### Requirement
Line by line, copy the material that follows without leaving anything out.
The data: Begin
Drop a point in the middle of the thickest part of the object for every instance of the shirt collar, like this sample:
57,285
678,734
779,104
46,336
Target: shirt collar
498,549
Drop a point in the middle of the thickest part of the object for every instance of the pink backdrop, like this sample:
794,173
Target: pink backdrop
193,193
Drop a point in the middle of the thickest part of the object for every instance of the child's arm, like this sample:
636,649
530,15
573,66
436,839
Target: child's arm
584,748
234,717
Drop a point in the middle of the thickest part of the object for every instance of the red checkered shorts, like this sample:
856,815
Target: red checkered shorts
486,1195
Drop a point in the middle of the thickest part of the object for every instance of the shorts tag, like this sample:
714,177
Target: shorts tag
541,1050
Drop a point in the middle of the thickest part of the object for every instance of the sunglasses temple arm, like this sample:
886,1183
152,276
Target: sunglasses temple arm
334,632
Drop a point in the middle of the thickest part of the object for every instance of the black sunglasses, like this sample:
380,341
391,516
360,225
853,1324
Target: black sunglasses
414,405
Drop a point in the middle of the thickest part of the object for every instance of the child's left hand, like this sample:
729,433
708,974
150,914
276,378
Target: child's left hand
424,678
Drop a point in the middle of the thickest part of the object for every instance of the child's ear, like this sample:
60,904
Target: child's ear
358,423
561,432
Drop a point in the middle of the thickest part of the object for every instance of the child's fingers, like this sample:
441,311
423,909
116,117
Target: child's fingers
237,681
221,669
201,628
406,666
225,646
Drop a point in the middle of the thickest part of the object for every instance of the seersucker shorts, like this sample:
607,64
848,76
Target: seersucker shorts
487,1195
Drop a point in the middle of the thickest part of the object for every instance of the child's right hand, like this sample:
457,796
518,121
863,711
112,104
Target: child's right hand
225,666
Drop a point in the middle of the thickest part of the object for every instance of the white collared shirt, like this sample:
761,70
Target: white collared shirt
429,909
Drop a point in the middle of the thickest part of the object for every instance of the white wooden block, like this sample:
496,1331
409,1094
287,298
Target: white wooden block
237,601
The data: End
### Output for this task
Drop a point in the middle of the thickest part of the object for every instance of the shirt collar, like this sample:
57,285
678,734
779,104
46,336
Target: shirt collar
498,549
Drop a point in the middle of the thickest part of the object for every instance of the pink backdrop, like this sample:
794,173
Target: pink backdrop
193,193
Drop a point in the middle of the thickest part of the object for every instance of the child's arm, like this sample:
636,649
530,15
573,66
436,839
Target: child's arm
584,748
234,717
Drop a point in the middle of the thickest part of the object for every instance of the red checkered shorts, like this sample:
856,815
Target: red checkered shorts
486,1195
Drop a point in the middle of the thickest part of the object for every instance of the shorts tag, like this sample:
714,177
Target: shorts tag
541,1050
Drop a point in the middle of the thickest part of the object for every instance of the sunglasses temple arm, like this sample:
886,1183
152,276
Target: sunglasses temple arm
334,632
Drop a point in the middle of the thickest part of the object for every instance of the black sunglasses, like this sample:
380,341
391,516
360,225
853,1324
Target: black sunglasses
414,405
Drop a point in the middle of the thickest part of the object for every instance of the child's left hand, like this sample:
729,433
708,974
150,914
276,378
Target: child's left hand
424,678
Drop a point in the middle of the thickest part of the object for every instance of the child's ear, like this sample:
60,904
Target: child's ear
358,423
561,432
Drop a point in the middle of the thickest part of the object for every instance of the child's fingers, like this sample:
441,311
423,909
116,117
Target: child's fingers
237,681
221,669
201,628
406,666
225,646
Drop a point in the middle of the thickest part of the object for every instance of the seersucker shorts, like this sample:
607,64
848,76
Target: seersucker shorts
487,1195
Drop a point in the middle of the thickest part of the object for every instance of the child's right hand, like this sample:
457,796
518,121
863,711
112,104
Target: child's right hand
225,666
Drop a point in the middle of the thickest part of the object for every instance of the white collared shirt, like this sample:
761,70
Target: white collared shirt
429,909
Drop a point in the middle of the thickest part of the object for every instance of the white wooden block, like this sample:
496,1331
409,1094
287,298
Target: white wooden block
237,601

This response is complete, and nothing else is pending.